▶ **Ziel 1**: Suche in den Einträgen weiter unten jede Zeile, die die Zeichenfolge „reflection“ enthält, und schreib diese Zeilen unverändert ab.

▶ **Vorliegender Text**:
= = = =

Am siebten Tag kamen die Fahrräder, die Manuela in Kinshasa gekauft hat, mit dem Lastwagen im Kindergarten an. Leider wurden die neuen Mitarbeiterräder beim Transport schwer beschädigt. So hatten wir eine zusätzliche Aufgabe für die nächsten Tage- die Räder zusammen mit ein paar jungen Männern der Umgebung zu reparieren. Jeder Tag brachte etwas Neues und die Zeit verging wie im Fluge. Einen Tag besichtigten wir eine Schule oder wir trafen den Bischof von der Diözese Tshumbe und den nächsten Tag verbrachten wir damit, Räder zu reparieren oder beim Hausbau zu helfen. Immer dabei sind die neugierigen und stets fröhlichen Kinder.

= = = =

▶ **Ziel 2**: Gib aus dem Text über die Fahrräder oben alles von „Am siebten Tag“ bis hinunter zu „stets fröhlichen Kinder.“ wortgetreu wieder.

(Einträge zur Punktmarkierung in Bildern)
= = = =

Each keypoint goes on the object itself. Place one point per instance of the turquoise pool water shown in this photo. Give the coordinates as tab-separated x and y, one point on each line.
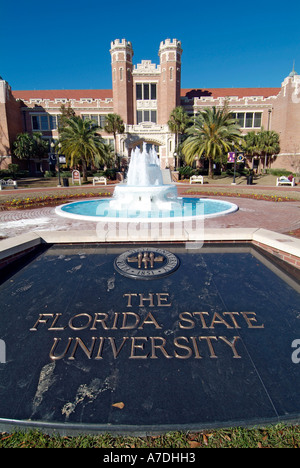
190	208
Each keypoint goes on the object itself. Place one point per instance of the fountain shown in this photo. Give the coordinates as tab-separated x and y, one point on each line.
144	196
145	190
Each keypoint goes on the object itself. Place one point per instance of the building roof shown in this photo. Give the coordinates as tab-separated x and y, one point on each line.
78	94
229	92
63	94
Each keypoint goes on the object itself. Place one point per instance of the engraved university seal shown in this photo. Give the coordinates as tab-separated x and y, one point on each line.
146	263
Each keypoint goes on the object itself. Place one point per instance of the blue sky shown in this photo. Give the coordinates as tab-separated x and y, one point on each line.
65	44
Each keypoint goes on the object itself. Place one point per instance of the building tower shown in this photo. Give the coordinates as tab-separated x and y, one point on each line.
121	63
170	78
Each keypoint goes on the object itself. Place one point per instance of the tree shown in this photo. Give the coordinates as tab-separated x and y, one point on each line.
23	146
213	134
81	144
268	145
178	124
115	125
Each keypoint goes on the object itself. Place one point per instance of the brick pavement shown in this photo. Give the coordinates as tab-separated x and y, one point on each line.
282	217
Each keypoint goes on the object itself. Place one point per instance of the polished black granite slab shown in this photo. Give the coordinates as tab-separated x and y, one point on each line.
207	345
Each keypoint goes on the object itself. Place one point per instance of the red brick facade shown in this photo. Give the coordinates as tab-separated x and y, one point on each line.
144	95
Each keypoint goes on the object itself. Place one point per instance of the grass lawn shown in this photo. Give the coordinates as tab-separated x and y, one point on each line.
278	436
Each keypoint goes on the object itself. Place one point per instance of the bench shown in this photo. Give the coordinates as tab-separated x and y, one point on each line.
196	180
99	180
8	183
285	181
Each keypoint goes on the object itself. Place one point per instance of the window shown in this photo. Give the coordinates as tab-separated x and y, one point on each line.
44	122
146	116
153	117
257	120
99	119
139	92
102	120
240	118
248	119
146	91
153	91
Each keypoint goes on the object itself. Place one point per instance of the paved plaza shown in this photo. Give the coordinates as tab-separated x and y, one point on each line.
281	217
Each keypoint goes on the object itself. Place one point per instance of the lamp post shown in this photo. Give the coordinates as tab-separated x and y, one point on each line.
57	160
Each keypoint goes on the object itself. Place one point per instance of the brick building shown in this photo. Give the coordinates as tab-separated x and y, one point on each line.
144	95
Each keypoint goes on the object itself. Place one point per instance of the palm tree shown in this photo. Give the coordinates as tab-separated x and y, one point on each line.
214	134
81	143
114	124
178	123
268	144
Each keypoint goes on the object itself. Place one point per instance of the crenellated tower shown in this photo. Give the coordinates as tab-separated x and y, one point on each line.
121	63
170	52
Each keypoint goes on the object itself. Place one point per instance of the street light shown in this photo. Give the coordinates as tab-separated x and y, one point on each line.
57	159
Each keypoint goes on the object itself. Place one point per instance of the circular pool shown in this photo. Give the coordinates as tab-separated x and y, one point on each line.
186	209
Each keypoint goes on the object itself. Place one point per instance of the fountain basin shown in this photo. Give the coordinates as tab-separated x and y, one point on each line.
182	209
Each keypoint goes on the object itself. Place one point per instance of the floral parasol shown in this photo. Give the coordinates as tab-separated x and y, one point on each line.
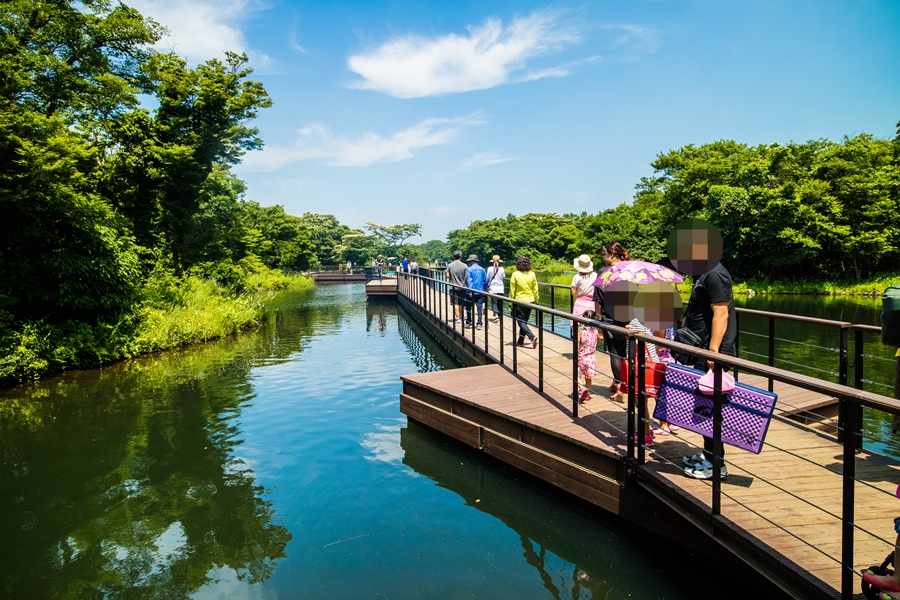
638	271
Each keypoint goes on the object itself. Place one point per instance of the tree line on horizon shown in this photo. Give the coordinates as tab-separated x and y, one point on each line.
116	188
820	209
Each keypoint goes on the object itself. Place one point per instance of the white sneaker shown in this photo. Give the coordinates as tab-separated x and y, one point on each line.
694	460
704	471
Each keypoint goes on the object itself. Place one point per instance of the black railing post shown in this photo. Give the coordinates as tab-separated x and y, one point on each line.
848	471
553	306
514	339
474	347
500	322
737	340
642	400
858	350
540	320
484	322
574	369
717	440
858	371
844	364
771	350
632	435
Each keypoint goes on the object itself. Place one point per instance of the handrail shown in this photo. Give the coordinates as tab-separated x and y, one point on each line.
870	399
851	400
842	347
789	317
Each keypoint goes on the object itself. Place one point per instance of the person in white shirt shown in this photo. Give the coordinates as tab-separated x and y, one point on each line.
496	274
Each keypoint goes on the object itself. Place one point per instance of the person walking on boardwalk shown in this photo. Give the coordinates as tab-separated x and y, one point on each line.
587	353
496	274
476	279
583	285
523	287
616	345
456	272
711	316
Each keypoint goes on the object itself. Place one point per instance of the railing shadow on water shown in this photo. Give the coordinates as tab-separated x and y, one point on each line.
431	294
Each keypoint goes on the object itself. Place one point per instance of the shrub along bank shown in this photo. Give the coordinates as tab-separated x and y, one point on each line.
172	312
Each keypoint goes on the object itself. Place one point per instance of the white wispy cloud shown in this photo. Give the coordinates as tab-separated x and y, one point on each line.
485	159
317	142
414	66
204	29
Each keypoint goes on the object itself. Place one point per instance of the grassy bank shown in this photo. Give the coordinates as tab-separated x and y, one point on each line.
870	287
171	312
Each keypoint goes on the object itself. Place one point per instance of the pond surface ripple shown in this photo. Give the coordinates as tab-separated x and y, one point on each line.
277	465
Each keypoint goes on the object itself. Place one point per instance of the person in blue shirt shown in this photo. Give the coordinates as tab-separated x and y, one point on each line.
476	278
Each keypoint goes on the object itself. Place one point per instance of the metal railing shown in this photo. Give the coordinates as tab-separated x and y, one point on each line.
432	295
386	272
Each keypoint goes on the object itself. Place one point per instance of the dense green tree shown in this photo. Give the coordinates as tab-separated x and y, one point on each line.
200	123
63	252
280	240
326	234
393	236
434	250
66	69
357	247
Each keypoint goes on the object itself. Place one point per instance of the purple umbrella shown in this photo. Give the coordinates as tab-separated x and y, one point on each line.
638	271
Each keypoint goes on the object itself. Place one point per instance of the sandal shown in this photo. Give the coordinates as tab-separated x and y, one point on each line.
648	440
884	583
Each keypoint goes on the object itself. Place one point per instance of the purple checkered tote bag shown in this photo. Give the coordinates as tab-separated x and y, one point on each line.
746	412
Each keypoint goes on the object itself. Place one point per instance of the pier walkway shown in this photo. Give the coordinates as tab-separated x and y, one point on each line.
808	513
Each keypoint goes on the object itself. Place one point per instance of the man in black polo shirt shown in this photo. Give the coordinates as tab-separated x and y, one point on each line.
712	317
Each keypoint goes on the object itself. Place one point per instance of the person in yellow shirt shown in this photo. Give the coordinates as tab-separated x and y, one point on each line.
523	287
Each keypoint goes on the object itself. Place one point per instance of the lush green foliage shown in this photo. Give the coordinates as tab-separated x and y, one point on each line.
101	200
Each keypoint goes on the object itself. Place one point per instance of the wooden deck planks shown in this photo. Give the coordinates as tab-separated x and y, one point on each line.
745	496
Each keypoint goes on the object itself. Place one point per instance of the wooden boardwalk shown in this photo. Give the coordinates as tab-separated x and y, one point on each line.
783	504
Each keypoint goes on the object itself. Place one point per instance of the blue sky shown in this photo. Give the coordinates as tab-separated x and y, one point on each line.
441	113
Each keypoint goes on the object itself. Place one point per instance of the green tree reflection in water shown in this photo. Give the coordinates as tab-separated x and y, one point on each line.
126	483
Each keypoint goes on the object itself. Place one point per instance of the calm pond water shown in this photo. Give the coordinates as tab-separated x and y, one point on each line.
277	465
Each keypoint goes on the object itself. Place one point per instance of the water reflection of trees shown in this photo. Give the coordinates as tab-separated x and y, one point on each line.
377	313
423	350
127	482
575	557
545	542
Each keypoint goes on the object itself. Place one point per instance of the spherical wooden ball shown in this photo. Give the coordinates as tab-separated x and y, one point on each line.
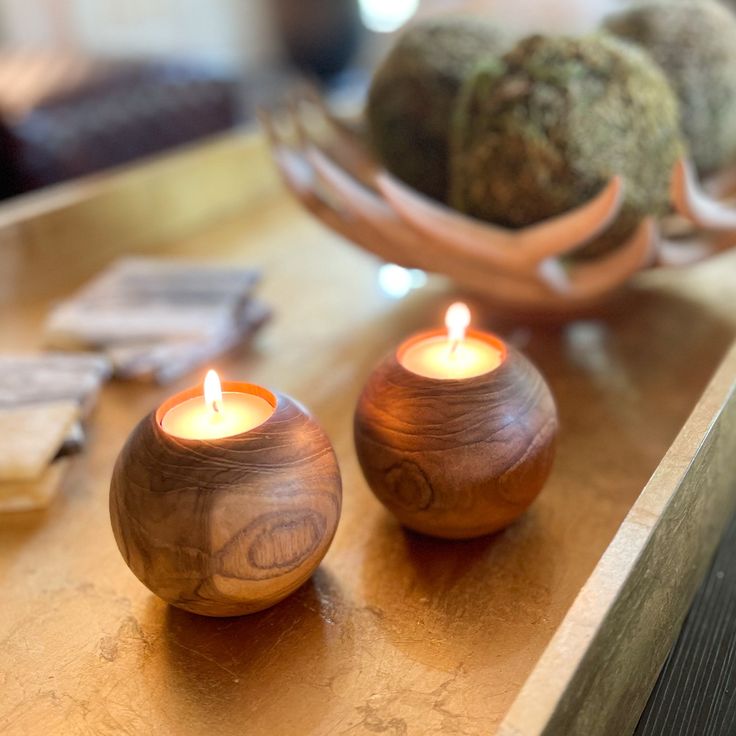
229	526
456	458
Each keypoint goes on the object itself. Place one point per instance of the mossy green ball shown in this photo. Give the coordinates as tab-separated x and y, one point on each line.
413	93
555	125
695	45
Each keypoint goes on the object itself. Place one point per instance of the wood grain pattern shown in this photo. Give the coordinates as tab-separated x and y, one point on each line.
226	527
395	632
617	621
456	458
696	690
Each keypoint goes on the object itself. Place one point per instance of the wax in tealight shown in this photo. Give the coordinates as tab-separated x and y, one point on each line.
435	357
193	419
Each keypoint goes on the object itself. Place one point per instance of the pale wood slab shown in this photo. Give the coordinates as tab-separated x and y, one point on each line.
158	318
39	378
395	633
32	436
33	495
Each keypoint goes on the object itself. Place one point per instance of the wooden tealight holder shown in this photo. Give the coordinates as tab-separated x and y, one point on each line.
227	526
456	458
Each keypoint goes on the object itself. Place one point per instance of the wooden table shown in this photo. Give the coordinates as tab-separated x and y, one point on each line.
396	633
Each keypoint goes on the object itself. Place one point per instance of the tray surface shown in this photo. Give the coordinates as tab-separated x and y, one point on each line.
396	633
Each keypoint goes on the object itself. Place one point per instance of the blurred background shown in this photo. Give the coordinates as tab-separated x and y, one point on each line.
90	84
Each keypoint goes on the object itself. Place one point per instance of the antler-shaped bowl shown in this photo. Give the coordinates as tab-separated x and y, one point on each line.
327	167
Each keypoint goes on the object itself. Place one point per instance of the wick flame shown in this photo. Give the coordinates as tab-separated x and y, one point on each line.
457	320
213	392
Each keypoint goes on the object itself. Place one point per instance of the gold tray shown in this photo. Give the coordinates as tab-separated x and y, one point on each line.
559	625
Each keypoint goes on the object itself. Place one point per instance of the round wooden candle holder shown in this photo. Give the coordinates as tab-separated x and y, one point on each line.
456	458
228	526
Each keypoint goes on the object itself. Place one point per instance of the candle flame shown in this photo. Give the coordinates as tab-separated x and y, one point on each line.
213	392
457	320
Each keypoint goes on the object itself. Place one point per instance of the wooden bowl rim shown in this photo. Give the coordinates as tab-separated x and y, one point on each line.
276	400
488	337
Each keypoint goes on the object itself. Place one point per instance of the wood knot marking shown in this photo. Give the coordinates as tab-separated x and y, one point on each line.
286	540
277	540
410	489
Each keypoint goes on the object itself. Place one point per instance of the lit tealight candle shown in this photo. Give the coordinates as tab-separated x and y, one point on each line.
216	414
454	354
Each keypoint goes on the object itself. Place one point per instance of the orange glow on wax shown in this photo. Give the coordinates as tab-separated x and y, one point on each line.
214	414
454	355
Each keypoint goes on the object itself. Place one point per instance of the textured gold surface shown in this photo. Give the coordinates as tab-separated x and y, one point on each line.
395	634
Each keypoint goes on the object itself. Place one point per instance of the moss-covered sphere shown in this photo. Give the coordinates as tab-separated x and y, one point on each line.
695	45
550	130
413	92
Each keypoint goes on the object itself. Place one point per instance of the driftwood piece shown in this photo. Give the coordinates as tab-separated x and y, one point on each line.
44	399
158	318
49	377
36	494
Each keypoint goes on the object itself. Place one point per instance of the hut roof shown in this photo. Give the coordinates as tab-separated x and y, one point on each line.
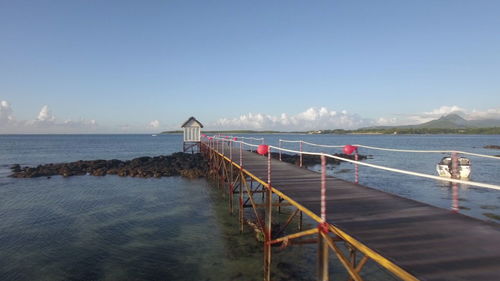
191	119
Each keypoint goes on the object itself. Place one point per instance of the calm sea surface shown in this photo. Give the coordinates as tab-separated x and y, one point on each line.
114	228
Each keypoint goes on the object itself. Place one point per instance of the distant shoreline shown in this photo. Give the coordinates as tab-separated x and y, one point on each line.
391	131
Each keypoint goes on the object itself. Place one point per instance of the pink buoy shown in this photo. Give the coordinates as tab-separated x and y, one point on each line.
262	149
349	149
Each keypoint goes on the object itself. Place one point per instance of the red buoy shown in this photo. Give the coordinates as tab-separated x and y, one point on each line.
349	149
262	149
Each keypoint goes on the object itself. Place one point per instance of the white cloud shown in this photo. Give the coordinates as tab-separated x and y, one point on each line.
493	113
45	115
422	117
322	118
6	113
45	122
154	124
311	119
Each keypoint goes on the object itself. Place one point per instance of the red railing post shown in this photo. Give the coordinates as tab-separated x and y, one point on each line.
300	145
356	167
267	228
455	174
241	155
280	148
323	227
323	188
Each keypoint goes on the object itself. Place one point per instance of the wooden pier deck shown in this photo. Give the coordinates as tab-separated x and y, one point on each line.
421	240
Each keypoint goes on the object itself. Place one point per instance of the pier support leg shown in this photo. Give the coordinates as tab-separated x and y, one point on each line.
322	258
267	234
299	226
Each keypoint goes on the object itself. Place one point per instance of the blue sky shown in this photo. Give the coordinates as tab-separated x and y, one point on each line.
141	66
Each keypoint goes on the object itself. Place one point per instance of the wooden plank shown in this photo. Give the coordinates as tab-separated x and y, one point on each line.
426	241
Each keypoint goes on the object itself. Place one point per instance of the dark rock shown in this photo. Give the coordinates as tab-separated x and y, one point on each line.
184	164
492	146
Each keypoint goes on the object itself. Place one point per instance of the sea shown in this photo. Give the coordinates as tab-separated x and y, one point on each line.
120	228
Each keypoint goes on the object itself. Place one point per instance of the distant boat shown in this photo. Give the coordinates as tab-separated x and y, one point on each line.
444	167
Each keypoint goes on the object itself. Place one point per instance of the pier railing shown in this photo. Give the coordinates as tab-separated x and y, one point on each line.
226	148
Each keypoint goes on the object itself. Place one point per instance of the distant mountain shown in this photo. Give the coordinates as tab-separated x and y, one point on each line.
450	121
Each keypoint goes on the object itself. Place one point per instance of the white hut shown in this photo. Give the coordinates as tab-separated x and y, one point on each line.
192	133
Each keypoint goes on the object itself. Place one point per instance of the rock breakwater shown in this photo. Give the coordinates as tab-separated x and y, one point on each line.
177	164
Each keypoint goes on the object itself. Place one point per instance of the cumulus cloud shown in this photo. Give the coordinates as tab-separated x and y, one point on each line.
154	124
45	115
6	113
318	118
45	122
311	119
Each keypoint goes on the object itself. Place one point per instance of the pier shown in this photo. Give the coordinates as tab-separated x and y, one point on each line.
410	239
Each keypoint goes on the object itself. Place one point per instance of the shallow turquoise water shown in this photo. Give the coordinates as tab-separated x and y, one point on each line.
113	228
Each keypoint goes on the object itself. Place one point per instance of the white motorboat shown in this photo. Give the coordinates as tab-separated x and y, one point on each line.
444	167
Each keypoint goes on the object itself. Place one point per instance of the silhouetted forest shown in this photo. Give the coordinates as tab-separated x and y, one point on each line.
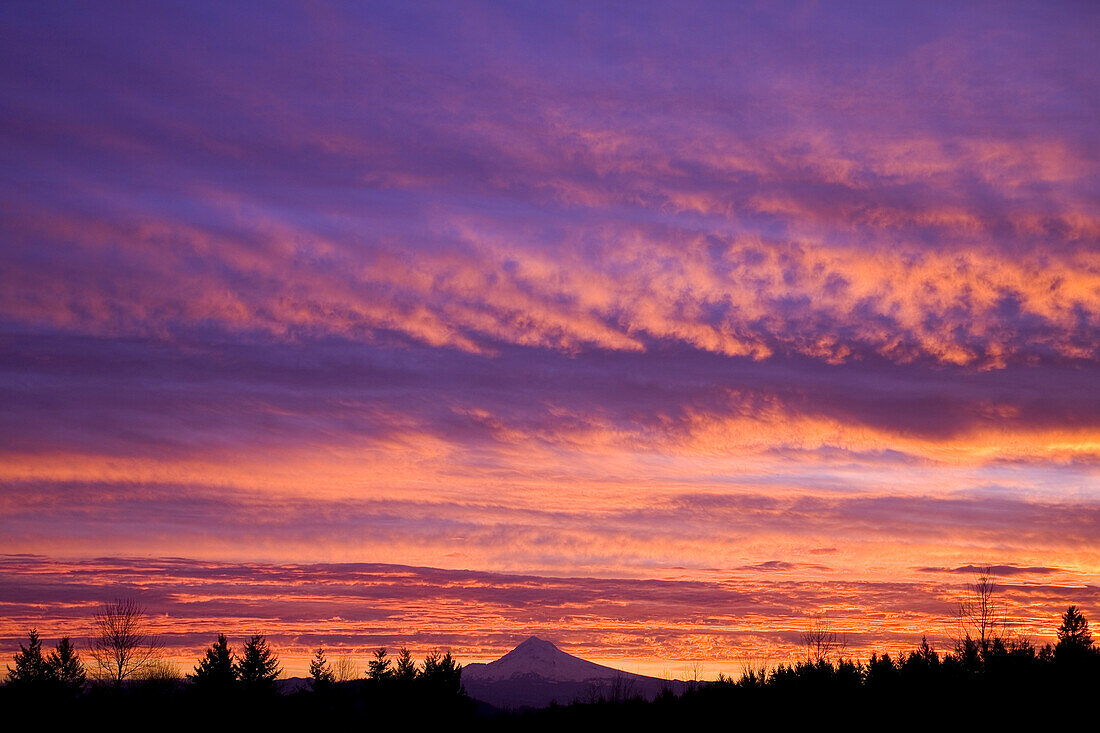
987	675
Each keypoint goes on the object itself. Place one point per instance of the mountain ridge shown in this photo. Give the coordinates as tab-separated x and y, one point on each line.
536	673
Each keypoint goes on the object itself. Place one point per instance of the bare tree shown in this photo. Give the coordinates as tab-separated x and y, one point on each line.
980	615
821	641
121	644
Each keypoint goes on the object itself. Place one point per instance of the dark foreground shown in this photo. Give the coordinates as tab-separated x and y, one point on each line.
1003	685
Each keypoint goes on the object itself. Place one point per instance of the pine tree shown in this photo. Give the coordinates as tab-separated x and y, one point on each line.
259	666
1074	630
30	666
319	669
378	668
64	666
406	667
1075	641
216	669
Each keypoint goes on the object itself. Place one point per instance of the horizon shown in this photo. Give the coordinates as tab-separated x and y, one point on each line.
660	329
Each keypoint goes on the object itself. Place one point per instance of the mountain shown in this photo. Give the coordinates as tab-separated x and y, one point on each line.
537	673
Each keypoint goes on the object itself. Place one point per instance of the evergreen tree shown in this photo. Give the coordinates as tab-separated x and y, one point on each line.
1074	630
216	669
30	666
319	669
406	667
442	673
378	668
64	666
1075	639
259	666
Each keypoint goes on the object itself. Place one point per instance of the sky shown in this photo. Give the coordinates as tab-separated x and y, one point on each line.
656	329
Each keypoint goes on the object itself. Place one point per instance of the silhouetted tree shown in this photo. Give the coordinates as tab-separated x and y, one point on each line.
30	666
378	668
65	668
259	667
443	674
821	641
216	669
1075	639
320	671
1074	631
405	668
980	614
122	645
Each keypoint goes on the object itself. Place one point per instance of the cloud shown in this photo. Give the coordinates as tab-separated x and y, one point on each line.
994	570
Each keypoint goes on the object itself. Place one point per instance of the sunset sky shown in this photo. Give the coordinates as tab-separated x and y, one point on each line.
651	329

= = = =

▶ **Schriftliche Lösung 1**:
Each keypoint goes on the object itself. Place one point per instance of the green tree reflection in water shown in this photo. Give the coordinates as tab-separated x and y, one point on each line.
Each keypoint goes on the object itself. Place one point per instance of the water reflection of trees shown in this photo. Give the coordinates as tab-separated x and y, one point on each line.

▶ **Schriftliche Lösung 2**:
Am siebten Tag kamen die Fahrräder, die Manuela in Kinshasa gekauft hat, mit dem Lastwagen im Kindergarten an. Leider wurden die neuen Mitarbeiterräder beim Transport schwer beschädigt. So hatten wir eine zusätzliche Aufgabe für die nächsten Tage- die Räder zusammen mit ein paar jungen Männern der Umgebung zu reparieren. Jeder Tag brachte etwas Neues und die Zeit verging wie im Fluge. Einen Tag besichtigten wir eine Schule oder wir trafen den Bischof von der Diözese Tshumbe und den nächsten Tag verbrachten wir damit, Räder zu reparieren oder beim Hausbau zu helfen. Immer dabei sind die neugierigen und stets fröhlichen Kinder.